Add 92 to each x and y coordinate in the stretch of the records from the line containing "Expected behaviour: for every instance of the motorcycle" through the end of the records. Write out that whole stretch with every other line left unchanged.

::::::::

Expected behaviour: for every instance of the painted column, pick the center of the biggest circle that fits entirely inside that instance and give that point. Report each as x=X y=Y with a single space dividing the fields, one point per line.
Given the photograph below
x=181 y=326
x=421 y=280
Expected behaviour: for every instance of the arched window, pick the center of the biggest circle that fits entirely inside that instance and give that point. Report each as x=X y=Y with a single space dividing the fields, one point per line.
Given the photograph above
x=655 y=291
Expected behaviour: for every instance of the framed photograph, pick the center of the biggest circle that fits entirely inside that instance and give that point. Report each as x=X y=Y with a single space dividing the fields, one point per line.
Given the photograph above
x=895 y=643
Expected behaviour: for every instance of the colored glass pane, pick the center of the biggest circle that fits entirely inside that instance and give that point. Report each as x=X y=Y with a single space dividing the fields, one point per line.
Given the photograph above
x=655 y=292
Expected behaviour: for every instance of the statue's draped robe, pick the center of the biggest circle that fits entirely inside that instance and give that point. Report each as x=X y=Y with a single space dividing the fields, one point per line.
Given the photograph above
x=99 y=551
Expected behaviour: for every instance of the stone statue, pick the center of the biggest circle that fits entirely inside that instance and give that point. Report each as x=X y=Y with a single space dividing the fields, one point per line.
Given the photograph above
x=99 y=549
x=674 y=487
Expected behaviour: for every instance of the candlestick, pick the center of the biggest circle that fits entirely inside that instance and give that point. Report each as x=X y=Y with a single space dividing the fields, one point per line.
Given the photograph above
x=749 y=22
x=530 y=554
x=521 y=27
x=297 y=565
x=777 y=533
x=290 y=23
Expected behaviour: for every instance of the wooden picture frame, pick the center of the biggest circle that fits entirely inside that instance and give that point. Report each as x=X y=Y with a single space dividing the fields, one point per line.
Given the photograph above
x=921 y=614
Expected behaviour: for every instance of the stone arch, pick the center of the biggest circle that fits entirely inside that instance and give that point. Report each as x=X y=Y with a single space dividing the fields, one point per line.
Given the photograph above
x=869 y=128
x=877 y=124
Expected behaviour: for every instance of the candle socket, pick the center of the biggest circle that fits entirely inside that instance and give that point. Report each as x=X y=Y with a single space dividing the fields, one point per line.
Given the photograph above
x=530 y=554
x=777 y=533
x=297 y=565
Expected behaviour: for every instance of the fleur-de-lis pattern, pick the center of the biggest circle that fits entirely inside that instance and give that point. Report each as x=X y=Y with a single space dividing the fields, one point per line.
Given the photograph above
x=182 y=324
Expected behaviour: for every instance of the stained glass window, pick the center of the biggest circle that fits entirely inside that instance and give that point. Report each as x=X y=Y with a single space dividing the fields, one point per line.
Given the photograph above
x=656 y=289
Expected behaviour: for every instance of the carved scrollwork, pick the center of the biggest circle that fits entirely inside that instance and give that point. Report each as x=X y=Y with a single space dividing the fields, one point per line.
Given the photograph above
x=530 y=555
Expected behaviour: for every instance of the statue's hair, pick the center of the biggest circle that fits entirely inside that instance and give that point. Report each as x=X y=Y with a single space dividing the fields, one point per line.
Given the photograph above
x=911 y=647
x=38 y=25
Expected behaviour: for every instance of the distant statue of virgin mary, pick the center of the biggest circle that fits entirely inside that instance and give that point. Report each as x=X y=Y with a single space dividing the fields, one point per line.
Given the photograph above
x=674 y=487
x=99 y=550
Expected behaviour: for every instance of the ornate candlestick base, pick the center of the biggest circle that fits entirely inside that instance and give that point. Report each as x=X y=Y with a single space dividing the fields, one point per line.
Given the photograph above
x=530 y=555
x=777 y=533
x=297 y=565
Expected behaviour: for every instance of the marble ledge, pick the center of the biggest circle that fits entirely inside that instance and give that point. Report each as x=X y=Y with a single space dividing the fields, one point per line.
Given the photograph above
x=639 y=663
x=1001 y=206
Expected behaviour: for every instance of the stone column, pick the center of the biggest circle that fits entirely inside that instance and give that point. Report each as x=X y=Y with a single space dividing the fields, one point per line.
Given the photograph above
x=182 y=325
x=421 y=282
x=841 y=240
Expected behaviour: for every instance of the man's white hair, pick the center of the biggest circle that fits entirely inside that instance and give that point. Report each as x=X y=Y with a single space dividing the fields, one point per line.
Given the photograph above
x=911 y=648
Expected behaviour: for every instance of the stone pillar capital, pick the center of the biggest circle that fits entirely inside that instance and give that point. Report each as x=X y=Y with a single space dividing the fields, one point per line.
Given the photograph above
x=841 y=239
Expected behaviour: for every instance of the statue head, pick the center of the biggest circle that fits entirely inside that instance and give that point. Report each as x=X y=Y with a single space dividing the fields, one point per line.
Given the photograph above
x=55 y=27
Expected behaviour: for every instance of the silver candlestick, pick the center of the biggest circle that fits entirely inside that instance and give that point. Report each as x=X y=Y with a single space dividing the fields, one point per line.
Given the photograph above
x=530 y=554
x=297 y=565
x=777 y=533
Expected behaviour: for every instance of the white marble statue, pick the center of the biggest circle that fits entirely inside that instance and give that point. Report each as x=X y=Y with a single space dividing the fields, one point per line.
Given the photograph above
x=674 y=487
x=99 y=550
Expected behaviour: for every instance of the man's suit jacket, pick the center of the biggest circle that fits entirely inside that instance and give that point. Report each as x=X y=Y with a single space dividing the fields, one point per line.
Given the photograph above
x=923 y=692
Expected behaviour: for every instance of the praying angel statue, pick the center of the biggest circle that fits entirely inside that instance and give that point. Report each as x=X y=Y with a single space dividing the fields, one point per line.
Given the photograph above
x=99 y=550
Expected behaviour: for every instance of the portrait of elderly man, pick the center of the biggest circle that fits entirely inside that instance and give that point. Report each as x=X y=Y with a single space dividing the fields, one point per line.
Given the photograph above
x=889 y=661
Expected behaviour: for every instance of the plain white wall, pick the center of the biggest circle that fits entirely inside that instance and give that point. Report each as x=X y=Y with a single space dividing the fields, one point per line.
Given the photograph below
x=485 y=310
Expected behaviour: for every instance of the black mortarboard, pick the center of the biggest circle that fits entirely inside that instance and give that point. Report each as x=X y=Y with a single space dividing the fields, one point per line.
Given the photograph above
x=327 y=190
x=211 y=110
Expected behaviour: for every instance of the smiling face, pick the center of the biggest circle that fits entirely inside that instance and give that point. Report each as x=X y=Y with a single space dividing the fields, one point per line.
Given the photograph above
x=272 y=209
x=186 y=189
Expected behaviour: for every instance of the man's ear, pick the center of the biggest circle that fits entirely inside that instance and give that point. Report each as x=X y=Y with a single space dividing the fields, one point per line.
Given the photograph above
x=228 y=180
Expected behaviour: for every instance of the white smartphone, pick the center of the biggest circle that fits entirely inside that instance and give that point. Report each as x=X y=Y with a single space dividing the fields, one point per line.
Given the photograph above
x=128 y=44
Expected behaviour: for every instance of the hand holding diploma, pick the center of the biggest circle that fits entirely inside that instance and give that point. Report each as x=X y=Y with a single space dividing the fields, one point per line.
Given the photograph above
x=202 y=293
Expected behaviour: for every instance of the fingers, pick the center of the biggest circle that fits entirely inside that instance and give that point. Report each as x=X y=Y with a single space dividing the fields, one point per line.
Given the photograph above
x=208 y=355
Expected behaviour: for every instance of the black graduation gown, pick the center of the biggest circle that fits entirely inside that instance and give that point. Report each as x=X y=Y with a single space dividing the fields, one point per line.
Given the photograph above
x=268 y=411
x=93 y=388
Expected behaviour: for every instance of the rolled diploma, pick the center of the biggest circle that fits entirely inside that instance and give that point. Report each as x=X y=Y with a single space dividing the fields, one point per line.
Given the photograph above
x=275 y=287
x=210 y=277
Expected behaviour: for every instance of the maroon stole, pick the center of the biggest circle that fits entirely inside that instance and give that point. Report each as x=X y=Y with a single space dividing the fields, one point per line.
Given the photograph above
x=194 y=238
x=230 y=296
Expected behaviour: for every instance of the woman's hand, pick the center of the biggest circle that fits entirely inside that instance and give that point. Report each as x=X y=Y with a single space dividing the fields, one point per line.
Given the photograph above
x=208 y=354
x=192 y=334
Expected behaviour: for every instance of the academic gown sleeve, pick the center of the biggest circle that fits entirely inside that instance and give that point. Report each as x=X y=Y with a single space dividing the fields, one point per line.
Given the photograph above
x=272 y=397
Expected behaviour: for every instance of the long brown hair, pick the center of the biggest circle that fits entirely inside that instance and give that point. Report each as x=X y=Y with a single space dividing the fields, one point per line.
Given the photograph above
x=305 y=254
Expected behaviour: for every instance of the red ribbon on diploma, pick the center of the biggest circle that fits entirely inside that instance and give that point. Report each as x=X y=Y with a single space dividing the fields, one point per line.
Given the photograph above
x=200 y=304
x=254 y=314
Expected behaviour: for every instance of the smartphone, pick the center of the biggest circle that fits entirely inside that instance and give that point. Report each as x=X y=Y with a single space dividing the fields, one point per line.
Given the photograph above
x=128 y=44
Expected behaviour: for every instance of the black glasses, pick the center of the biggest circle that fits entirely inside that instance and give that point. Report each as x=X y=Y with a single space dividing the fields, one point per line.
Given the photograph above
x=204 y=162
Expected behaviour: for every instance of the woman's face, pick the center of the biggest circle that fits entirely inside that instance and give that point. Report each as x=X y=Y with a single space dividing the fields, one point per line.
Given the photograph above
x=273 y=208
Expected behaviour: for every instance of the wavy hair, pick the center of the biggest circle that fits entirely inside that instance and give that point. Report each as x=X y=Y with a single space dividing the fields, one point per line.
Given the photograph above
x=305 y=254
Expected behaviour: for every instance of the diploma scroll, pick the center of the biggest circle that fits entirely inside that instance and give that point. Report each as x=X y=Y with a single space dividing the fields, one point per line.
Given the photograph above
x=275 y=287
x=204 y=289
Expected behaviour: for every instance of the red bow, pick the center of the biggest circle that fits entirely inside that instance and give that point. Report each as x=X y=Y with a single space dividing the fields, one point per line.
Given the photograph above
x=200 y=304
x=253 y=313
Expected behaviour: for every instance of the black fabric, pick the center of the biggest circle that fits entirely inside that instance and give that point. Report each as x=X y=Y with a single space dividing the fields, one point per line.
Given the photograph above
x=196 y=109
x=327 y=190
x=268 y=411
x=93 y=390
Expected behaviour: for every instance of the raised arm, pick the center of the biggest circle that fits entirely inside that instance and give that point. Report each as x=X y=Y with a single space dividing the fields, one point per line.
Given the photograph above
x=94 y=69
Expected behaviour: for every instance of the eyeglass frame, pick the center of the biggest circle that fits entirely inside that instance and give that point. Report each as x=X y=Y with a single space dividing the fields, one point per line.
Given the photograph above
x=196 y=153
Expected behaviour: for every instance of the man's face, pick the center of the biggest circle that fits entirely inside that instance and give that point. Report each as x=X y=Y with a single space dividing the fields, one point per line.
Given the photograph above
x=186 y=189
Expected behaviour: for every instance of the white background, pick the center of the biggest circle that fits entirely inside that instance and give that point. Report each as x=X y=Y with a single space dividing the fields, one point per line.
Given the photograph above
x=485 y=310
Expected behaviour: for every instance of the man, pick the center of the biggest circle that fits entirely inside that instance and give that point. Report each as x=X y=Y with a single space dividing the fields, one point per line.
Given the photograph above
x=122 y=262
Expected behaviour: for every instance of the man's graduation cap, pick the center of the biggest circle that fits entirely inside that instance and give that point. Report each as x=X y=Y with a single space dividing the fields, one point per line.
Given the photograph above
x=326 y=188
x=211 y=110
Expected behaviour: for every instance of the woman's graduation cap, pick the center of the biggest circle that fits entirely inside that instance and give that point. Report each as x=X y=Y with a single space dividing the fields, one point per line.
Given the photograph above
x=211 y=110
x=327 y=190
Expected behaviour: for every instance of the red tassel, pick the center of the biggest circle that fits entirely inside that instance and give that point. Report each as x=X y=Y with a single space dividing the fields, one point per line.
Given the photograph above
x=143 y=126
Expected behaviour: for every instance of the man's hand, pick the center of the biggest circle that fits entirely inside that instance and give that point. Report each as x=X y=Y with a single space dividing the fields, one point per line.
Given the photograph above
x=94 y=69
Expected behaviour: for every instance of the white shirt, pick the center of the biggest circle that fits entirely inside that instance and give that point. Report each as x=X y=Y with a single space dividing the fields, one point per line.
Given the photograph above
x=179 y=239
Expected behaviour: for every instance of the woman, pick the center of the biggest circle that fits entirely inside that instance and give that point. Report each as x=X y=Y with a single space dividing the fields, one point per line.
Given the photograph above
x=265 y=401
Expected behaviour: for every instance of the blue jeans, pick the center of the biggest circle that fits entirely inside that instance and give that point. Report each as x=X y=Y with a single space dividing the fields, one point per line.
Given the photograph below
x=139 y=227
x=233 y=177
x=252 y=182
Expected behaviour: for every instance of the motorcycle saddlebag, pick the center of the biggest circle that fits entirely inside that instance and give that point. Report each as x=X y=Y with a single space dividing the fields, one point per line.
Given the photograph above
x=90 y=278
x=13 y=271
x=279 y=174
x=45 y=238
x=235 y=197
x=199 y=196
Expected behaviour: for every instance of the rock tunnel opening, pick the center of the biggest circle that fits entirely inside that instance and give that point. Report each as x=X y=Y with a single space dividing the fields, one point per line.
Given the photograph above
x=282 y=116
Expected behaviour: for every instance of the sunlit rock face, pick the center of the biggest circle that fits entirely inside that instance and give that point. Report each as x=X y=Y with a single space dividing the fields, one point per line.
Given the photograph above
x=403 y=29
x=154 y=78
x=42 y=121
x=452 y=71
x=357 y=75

::::::::

* **Complete output**
Expected behaviour: for every instance of the motorcycle saddlebag, pick the center of the biggest circle that fits entirely inside that instance and give that point. Report each as x=X y=Y with a single space dividing the fields, one point per line.
Given the photograph above
x=182 y=370
x=105 y=363
x=371 y=266
x=137 y=330
x=327 y=289
x=291 y=288
Expected behaviour: for every instance of the rock tunnel opening, pick the center of the biggest circle that fits entirely inside that instance and give that point. Report each as x=X y=Y with a single space dividing the fields, one point per line.
Given the photograph above
x=374 y=208
Expected behaviour: for every instance of the sunlit rock face, pick the center of the biggest circle that fits entirely inside that instance and give that point. Report each as x=X y=Y with a single space dividing the fields, one point per line.
Given the photograph above
x=495 y=121
x=246 y=170
x=134 y=213
x=544 y=163
x=449 y=167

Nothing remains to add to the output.